[Extracted data]
<<<<

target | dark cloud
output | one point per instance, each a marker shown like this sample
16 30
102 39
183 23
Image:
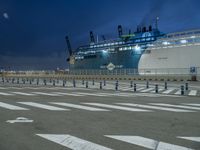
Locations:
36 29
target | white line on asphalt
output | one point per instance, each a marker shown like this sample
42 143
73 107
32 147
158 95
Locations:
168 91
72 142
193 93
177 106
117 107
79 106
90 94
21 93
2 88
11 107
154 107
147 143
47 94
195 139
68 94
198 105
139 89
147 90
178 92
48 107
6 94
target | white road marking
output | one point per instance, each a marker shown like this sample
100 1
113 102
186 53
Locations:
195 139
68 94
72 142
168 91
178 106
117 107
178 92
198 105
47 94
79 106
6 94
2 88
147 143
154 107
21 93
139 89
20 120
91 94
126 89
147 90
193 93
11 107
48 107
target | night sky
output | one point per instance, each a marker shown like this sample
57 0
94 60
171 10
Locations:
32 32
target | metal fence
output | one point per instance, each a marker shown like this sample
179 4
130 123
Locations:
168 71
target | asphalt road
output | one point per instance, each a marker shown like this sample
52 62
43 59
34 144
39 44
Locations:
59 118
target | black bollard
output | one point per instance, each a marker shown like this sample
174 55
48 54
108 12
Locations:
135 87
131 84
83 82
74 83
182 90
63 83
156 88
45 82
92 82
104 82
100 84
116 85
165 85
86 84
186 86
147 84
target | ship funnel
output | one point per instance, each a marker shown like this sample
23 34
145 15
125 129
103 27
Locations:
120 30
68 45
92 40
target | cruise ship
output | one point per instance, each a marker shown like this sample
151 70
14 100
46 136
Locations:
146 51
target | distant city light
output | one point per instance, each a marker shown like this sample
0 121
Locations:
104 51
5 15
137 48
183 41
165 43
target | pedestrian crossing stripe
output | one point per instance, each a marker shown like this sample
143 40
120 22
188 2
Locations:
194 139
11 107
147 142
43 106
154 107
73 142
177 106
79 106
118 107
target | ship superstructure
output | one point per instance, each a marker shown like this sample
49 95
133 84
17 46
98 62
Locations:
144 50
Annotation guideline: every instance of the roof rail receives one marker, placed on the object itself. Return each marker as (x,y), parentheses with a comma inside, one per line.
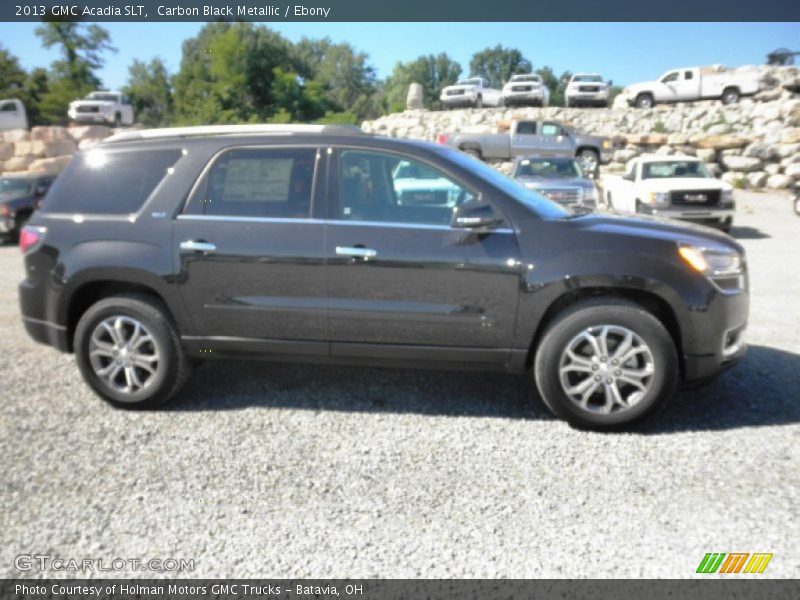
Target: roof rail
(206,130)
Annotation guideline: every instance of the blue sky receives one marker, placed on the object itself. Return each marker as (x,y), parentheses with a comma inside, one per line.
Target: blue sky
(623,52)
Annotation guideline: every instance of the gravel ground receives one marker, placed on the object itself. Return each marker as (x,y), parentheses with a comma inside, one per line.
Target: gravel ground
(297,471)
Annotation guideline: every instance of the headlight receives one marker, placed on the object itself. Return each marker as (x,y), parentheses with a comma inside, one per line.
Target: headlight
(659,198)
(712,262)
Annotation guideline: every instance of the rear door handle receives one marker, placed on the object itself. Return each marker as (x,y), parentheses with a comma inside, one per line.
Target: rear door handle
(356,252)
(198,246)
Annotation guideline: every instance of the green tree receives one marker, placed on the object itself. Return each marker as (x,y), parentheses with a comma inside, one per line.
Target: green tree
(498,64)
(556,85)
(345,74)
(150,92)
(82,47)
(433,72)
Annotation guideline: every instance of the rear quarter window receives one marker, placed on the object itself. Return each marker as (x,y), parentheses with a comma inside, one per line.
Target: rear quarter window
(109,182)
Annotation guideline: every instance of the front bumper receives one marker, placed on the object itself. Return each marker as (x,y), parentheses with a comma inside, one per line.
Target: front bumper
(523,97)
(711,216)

>>>>

[About this exercise] The full listing, transcribed exactly and without its pictures, is the expected result.

[Exercise response]
target | dark cloud
output | one point per instance, each a marker shown like this sample
16 30
102 39
183 23
Image:
Locations:
36 29
target | white line on asphalt
output | one point per instance, each a marker shown like this sample
42 143
73 107
32 147
158 95
Locations:
168 91
72 142
193 93
177 106
117 107
79 106
90 94
21 93
2 88
11 107
154 107
147 143
47 94
195 139
68 94
198 105
139 89
147 90
178 92
48 107
6 94
target | white road marking
output | one point per instance, each a marker shown like this sample
100 1
113 102
186 53
Locations:
195 139
68 94
72 142
168 91
178 106
117 107
178 92
198 105
47 94
79 106
6 94
2 88
147 143
154 107
21 93
139 89
20 120
91 94
126 89
147 90
193 93
11 107
48 107
target | night sky
output | one point per instance, each a marker shown like this sample
57 0
94 60
171 10
Locations:
32 32
target | metal fence
output | one point per instance, each a marker shown like this sample
179 4
130 123
Locations:
168 71
target | asphalt road
output | one point per instance, each a marker shown like this sample
52 62
43 59
34 144
39 44
Locations:
59 118
target | black bollard
output | one point per instance, each a marker shown like this sample
174 55
48 54
108 12
Locations:
135 87
131 84
83 82
74 83
182 90
63 83
156 88
45 82
92 82
104 82
100 84
116 85
165 85
86 84
186 86
147 84
target | ship funnel
output | one point per instance, each a marker shown like this sample
23 34
145 15
125 129
103 27
Locations:
120 30
68 45
92 40
target | cruise ship
output | one point per instance, each a marker shown like this sample
151 70
14 100
46 136
Locations:
146 51
target | distant city light
output | one point per instance, each a marker shown like this sample
0 121
Locations:
104 51
5 15
137 48
183 41
165 43
target | pedestrian crossing stripe
output | one point per instance, each a marker shown like this sample
143 40
120 22
188 2
Locations:
194 139
11 107
147 142
43 106
154 107
73 142
177 106
79 106
118 107
target | ship superstructure
output | one point per instance, each a marker shown like this sample
49 95
133 84
17 46
98 62
Locations:
144 50
Annotation guideline: every instance of the roof rail receives one marker, placed on the object itself. Return each marker as (x,y), parentheses with a comma inside, one per line.
Target: roof rail
(206,130)
Annotation guideline: every instance of the blue sky receives one marker, placed on the object itself. Return each marker as (x,y), parentheses with a comma inside, one per line.
Target: blue sky
(623,52)
Annotation guideline: every instance of the gravel ground receives one marker, placed on the object itself. Return each marker as (x,y), parentheses with a comma inside, one per line.
Target: gravel ground
(297,471)
Annotation guideline: every instance of the headlight receives one marker, placed on the object itself. Return each marker as (x,y), parentheses with a comma inside, one per line.
Target: headlight
(659,198)
(712,262)
Annotation guideline: every instance of the rear door handle receives one marker, placed on the object itself. Return each marker as (x,y), parentheses with a comma inside, one per line.
Target: rear door handle
(356,252)
(198,246)
Annotation guideline: every instance of the green tree receives one marker, placed on the object itself. Return each marker as (x,y), parentheses with a comma inside, one per line.
Target: green tree
(498,64)
(556,85)
(345,74)
(150,92)
(82,47)
(433,72)
Annotation guideline: every instance of the rear quarter window receives one marker, placed on the object itself. Return each marker as (x,y), parentheses with a comma inside, one per line.
Target: rear quarter window
(109,182)
Annotation guideline: every instance of the front bumper receives one marker, placed on the object itself. Return each marker as (x,y), parentheses with a comma inside, one per line.
Target: front bumper
(523,97)
(711,216)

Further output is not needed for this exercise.